Brief:
Copy out the records below, substituting "central" for every occurrence of "innermost" and leaving everything else unchanged.

Listed entries:
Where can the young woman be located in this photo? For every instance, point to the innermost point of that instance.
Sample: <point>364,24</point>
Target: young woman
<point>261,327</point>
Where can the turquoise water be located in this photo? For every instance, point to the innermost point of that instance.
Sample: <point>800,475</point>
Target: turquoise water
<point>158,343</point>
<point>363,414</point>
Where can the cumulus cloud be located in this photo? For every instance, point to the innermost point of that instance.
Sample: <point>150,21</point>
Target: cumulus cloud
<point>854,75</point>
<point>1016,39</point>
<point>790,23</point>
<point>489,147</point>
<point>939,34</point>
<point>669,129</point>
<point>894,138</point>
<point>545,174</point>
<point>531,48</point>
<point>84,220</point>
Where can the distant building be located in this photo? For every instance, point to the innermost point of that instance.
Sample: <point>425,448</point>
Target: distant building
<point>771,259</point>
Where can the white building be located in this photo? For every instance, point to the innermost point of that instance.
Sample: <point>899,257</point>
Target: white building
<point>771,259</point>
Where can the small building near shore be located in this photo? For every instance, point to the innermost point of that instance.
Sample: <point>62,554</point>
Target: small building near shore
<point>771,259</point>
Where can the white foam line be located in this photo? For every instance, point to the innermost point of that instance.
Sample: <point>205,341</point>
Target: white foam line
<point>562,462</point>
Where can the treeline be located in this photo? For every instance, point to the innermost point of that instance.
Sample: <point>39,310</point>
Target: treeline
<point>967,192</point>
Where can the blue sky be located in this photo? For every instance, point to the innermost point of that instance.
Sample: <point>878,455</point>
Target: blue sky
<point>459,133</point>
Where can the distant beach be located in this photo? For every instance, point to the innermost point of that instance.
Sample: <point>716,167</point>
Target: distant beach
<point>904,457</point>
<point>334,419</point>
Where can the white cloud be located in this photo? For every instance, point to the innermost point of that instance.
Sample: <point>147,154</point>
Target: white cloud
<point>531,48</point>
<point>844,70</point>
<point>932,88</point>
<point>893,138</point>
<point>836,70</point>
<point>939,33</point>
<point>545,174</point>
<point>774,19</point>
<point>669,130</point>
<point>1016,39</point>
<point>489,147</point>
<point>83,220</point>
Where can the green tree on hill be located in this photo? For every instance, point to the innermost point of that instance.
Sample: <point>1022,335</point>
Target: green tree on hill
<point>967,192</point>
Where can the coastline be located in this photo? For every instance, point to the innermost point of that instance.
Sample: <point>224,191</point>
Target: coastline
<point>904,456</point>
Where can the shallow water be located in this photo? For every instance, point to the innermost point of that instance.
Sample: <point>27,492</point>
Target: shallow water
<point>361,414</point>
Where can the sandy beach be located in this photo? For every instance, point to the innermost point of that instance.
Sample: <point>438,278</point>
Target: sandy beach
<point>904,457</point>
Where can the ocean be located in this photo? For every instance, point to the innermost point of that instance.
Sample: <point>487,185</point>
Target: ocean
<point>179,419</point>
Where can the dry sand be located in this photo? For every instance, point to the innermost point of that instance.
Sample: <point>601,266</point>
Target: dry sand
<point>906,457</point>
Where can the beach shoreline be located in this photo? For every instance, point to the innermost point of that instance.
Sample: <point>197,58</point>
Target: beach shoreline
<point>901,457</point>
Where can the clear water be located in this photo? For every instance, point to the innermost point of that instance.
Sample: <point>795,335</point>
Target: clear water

Output for this exercise:
Where can the young woman be located in this photo? For every instance, point to the central point of that instance.
Sample: <point>364,24</point>
Target: young woman
<point>261,327</point>
Where can the turquoise water be located in this photo? For every instance, point to the central point of that instance.
Sample: <point>800,475</point>
Target: turquoise water
<point>158,343</point>
<point>363,414</point>
Where can the cumulus cloud be located in this photo? For every instance, point to the central point of that instance.
Sample: <point>150,21</point>
Target: cumulus cloud
<point>854,75</point>
<point>1016,39</point>
<point>790,23</point>
<point>489,147</point>
<point>939,34</point>
<point>669,129</point>
<point>894,138</point>
<point>545,174</point>
<point>531,48</point>
<point>84,220</point>
Where can the distant building be located in this photo? For every instance, point to the central point of that instance.
Sample: <point>425,448</point>
Target: distant building
<point>771,259</point>
Where can the white building be located in this photo? For every instance, point to the central point of that instance.
Sample: <point>899,257</point>
Target: white building
<point>771,259</point>
Where can the small building near shore be located in this photo? For every instance, point to the central point of that instance.
Sample: <point>62,554</point>
Target: small building near shore
<point>771,259</point>
Where can the white foam line be located in this photo? For every instance, point to the central point of that instance.
Sample: <point>205,341</point>
Target: white foam line
<point>562,462</point>
Where can the treeline be located in this photo? For every instance, point to the central point of that instance.
Sample: <point>39,310</point>
Target: treeline
<point>967,192</point>
Where can the blue sky be located in this photo? For every instance, point to the central point of that instance.
Sample: <point>878,455</point>
Target: blue sky
<point>459,133</point>
Where can the distant beach be located in this photo? For every instance, point to the central point of that instance.
Sample: <point>716,167</point>
Target: distant beach
<point>904,457</point>
<point>334,419</point>
Where can the white cloud be located in this photo? For every instance, point to the central point of that instance.
Sample: <point>147,154</point>
Target: white cloud
<point>531,48</point>
<point>844,70</point>
<point>932,88</point>
<point>893,138</point>
<point>836,70</point>
<point>939,33</point>
<point>545,174</point>
<point>774,19</point>
<point>669,130</point>
<point>1016,39</point>
<point>489,147</point>
<point>83,220</point>
Where can the green tree on hill be located in this photo? For every instance, point to the central point of that instance.
Sample: <point>1022,335</point>
Target: green tree on hill
<point>967,192</point>
Where can the coastline be located in this photo? For every instance, point to the central point of that instance.
Sample: <point>224,191</point>
Target: coastline
<point>904,456</point>
Where can the shallow water be located in this photo? For every instance, point to the central point of that instance.
Sample: <point>27,492</point>
Target: shallow water
<point>361,414</point>
Where can the sandy beach be located in this photo? For every instance, point to the central point of that instance.
Sample: <point>438,278</point>
Target: sandy beach
<point>904,457</point>
Where can the ocean be located in this photo? For every instance, point to the central point of that instance.
Sample: <point>487,185</point>
Target: ocean
<point>179,419</point>
Where can the dry sand be located in this photo? For every instance, point to the central point of that instance.
Sample: <point>601,266</point>
Target: dry sand
<point>906,457</point>
Where can the beach shoreline be located in this photo? For every instance, point to the central point of that instance.
Sample: <point>197,58</point>
Target: beach shoreline
<point>901,457</point>
Where can the clear water be located in this photo? For every instance, point to the central point of that instance.
Sample: <point>795,335</point>
Target: clear water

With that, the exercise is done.